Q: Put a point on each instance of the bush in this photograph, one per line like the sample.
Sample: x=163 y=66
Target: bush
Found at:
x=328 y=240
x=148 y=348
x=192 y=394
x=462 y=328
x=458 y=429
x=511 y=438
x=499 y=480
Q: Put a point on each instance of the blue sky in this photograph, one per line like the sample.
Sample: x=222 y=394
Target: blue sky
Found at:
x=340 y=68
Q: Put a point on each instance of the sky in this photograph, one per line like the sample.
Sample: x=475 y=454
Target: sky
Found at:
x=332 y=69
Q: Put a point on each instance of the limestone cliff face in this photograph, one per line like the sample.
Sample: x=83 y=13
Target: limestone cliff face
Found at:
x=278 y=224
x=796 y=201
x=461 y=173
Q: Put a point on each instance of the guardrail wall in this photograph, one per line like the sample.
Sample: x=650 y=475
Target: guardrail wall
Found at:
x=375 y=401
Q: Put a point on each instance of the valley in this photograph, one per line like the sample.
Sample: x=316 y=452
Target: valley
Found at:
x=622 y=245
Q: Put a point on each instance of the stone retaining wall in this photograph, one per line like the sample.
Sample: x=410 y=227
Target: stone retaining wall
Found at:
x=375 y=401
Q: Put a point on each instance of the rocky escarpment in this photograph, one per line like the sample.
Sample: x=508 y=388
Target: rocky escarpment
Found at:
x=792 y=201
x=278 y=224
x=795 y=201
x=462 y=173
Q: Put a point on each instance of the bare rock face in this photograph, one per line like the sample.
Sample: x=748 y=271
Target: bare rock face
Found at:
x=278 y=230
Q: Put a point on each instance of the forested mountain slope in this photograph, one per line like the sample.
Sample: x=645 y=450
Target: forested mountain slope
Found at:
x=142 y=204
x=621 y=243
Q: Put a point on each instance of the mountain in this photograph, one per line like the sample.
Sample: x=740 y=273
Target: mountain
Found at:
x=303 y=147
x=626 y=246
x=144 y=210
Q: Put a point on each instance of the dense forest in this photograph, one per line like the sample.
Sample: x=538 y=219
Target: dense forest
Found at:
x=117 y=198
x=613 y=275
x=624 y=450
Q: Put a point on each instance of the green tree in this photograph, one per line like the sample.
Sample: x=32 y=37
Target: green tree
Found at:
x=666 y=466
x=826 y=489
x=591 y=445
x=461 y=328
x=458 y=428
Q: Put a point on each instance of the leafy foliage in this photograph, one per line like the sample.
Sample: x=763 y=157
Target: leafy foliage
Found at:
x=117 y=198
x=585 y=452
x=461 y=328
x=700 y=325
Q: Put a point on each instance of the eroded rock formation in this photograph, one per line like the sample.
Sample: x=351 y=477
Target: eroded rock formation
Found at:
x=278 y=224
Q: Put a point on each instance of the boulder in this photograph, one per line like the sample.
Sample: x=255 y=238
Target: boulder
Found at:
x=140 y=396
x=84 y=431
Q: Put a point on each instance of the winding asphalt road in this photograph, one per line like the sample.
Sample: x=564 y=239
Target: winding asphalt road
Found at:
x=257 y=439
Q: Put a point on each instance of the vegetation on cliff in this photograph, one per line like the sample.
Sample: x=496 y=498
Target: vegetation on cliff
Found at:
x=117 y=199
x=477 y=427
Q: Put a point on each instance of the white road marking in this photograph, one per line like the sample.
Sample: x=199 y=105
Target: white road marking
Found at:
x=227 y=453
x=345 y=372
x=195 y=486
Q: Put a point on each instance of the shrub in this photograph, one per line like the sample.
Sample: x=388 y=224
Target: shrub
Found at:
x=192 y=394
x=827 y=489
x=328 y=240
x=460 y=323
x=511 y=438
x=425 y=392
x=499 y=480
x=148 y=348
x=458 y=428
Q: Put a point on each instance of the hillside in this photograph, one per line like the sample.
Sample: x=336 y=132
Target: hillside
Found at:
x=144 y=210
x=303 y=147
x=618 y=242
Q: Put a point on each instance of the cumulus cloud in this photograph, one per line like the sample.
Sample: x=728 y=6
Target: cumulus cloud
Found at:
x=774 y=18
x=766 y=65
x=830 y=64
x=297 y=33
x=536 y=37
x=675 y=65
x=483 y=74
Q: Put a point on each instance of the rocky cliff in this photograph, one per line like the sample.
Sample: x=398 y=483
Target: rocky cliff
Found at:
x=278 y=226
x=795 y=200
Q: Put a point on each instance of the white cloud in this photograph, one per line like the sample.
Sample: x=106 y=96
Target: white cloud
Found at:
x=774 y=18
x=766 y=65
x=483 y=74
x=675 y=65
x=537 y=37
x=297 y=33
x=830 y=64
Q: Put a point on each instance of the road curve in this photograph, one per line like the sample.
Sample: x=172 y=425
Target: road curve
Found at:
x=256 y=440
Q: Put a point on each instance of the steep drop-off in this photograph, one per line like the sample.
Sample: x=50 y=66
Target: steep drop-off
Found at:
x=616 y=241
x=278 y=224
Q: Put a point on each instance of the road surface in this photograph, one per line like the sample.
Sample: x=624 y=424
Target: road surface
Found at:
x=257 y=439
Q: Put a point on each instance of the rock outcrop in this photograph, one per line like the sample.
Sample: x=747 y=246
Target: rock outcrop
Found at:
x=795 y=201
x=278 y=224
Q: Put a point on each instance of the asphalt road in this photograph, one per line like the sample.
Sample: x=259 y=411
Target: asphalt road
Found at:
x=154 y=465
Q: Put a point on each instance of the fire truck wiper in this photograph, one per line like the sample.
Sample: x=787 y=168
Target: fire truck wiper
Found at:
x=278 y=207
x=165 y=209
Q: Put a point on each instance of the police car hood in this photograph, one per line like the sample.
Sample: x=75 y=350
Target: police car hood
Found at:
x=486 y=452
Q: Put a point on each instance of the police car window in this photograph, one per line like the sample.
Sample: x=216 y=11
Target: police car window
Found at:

|---|

> PROBLEM: Please set down every line of the data above again, word for word and without changes.

> WRITTEN RESPONSE:
Q: Put a point on each instance of the bush in this photograph, one per line like the sample.
Sample: x=163 y=66
Target: bush
Found at:
x=328 y=240
x=148 y=348
x=192 y=394
x=462 y=328
x=458 y=429
x=511 y=438
x=499 y=480
Q: Put a point on each instance of the blue sky in this photograph, one per line like the sample.
Sample: x=222 y=394
Target: blue sky
Found at:
x=340 y=68
Q: Put a point on each instance of the sky in this photograph, one per line like the sample.
Sample: x=475 y=454
Target: sky
Found at:
x=332 y=69
Q: Put a point on each instance of the limestone cliff face in this photograph, one per line like the sample.
Sample: x=83 y=13
Target: limestone cliff face
Found at:
x=278 y=224
x=796 y=201
x=461 y=173
Q: Put a point on each instance of the guardrail wall in this photograph, one per line like the sample.
Sample: x=650 y=475
Target: guardrail wall
Found at:
x=375 y=401
Q: Put a point on each instance of the valley in this photograph, one per line like the sample.
Sample: x=316 y=452
Target: valley
Found at:
x=622 y=245
Q: Put a point on each instance of the stone retaining wall in this photograph, one per line like the sample.
Sample: x=410 y=227
Target: stone retaining wall
Found at:
x=375 y=401
Q: Put a point on each instance of the rocky escarpment in this photograph, one per line like the sample.
Sample: x=508 y=388
Target: rocky escarpment
Found at:
x=792 y=201
x=278 y=224
x=795 y=201
x=462 y=173
Q: Put a point on each instance of the bare rock face in this photograph, one per line like the sample.
Sample: x=748 y=271
Target: bare rock face
Found at:
x=278 y=230
Q: Put a point on each instance of the forested mountain slope in this photograph, one per line like the sample.
Sample: x=645 y=450
Target: forested mountain slope
Found at:
x=142 y=204
x=621 y=243
Q: Put a point on each instance of the mountain in this photograph, one per line like the sample.
Sample: x=740 y=273
Target: mountain
Found at:
x=303 y=147
x=626 y=246
x=144 y=210
Q: Put a point on each instance of the dense forest in this photograph, one per line like the sample.
Sample: x=538 y=219
Target: dense forest
Found at:
x=117 y=198
x=613 y=275
x=624 y=450
Q: Put a point on each instance of the green tree in this photograph, one per line like the sample.
Sample: x=32 y=37
Target: green tree
Found at:
x=666 y=466
x=826 y=489
x=591 y=445
x=461 y=328
x=458 y=428
Q: Put a point on each instance of the leafy foliage in this photograph, one per line like the sample.
Sample: x=763 y=157
Target: leafy foliage
Found at:
x=117 y=198
x=585 y=452
x=461 y=328
x=700 y=325
Q: Put a point on each instance of the eroded rock formation in this photograph, one per line like the sample.
Sample: x=351 y=477
Target: eroded rock formation
Found at:
x=278 y=224
Q: Put a point on each instance of the boulder in this photograph, one per line like the sample.
Sample: x=255 y=238
Target: boulder
Found at:
x=140 y=396
x=84 y=431
Q: Put a point on each instance of the winding asphalt road in this photograph, one per line like the sample.
Sample: x=564 y=239
Target: winding asphalt road
Found at:
x=257 y=439
Q: Put a point on each instance of the vegetation on cliff in this photograph, one per line like the sample.
Sample: x=496 y=498
Target: vegetation on cliff
Found at:
x=117 y=199
x=477 y=427
Q: Put a point on each instance of the white road marking in this photograph, one per line like the sample.
Sample: x=199 y=105
Target: white road marking
Found at:
x=227 y=453
x=345 y=372
x=195 y=486
Q: Put a point on each instance of the shrub in this photograph, one per line like the sample.
Sample: x=388 y=224
Target: shrub
Found at:
x=192 y=394
x=827 y=489
x=328 y=240
x=460 y=323
x=511 y=438
x=425 y=392
x=499 y=480
x=148 y=348
x=458 y=428
Q: Put a point on each instance of the hillside in this photograph, one per line like the sample.
Sample: x=336 y=132
Target: hillside
Found at:
x=144 y=210
x=303 y=147
x=618 y=242
Q: Put a point on each instance of the cumulus cloud in this photograph, one per line like the sample.
Sample: x=728 y=6
Target: cumulus cloud
Found at:
x=774 y=18
x=766 y=65
x=830 y=64
x=297 y=33
x=536 y=37
x=675 y=65
x=483 y=74
Q: Put a point on each instance of the rocky cliff in this photograph, one per line like the sample.
Sample: x=398 y=483
Target: rocky cliff
Found at:
x=278 y=226
x=795 y=200
Q: Put a point on each instance of the white cloud in this photograph, one per line like the sample.
Sample: x=106 y=96
Target: white cloud
Found at:
x=774 y=18
x=766 y=65
x=483 y=74
x=675 y=65
x=537 y=37
x=297 y=33
x=830 y=64
Q: Put a point on each instance of the road curve in this photograph, one per line like the sample.
Sample: x=172 y=425
Target: road curve
Found at:
x=256 y=440
Q: Put a point on each instance of the steep drop-off in this photograph, one per line like the sample.
Sample: x=50 y=66
Target: steep drop-off
Found at:
x=616 y=241
x=278 y=224
Q: Put a point on each instance of the road surface in this photograph, one per line like the sample.
Sample: x=624 y=424
Target: road surface
Found at:
x=257 y=439
Q: Put a point on each instance of the rock outcrop in this photograph, one per line like the sample.
Sample: x=747 y=246
Target: rock outcrop
Found at:
x=795 y=201
x=278 y=224
Q: Put a point on each instance of the asphalt road in this photograph, one per line like the sample.
Sample: x=259 y=411
Target: asphalt road
Found at:
x=154 y=465
Q: Put a point on each instance of the fire truck wiper in this photograph, one per line like the sample.
Sample: x=787 y=168
Target: fire truck wiper
Found at:
x=278 y=207
x=165 y=209
Q: Put a point on each instance of the police car hood in this photograph, one per line like the sample.
Sample: x=75 y=350
Target: police car hood
Found at:
x=486 y=452
Q: Put a point on each instance of the police car window in this photograph, one per line like the sample.
Sample: x=216 y=11
Target: police car window
Found at:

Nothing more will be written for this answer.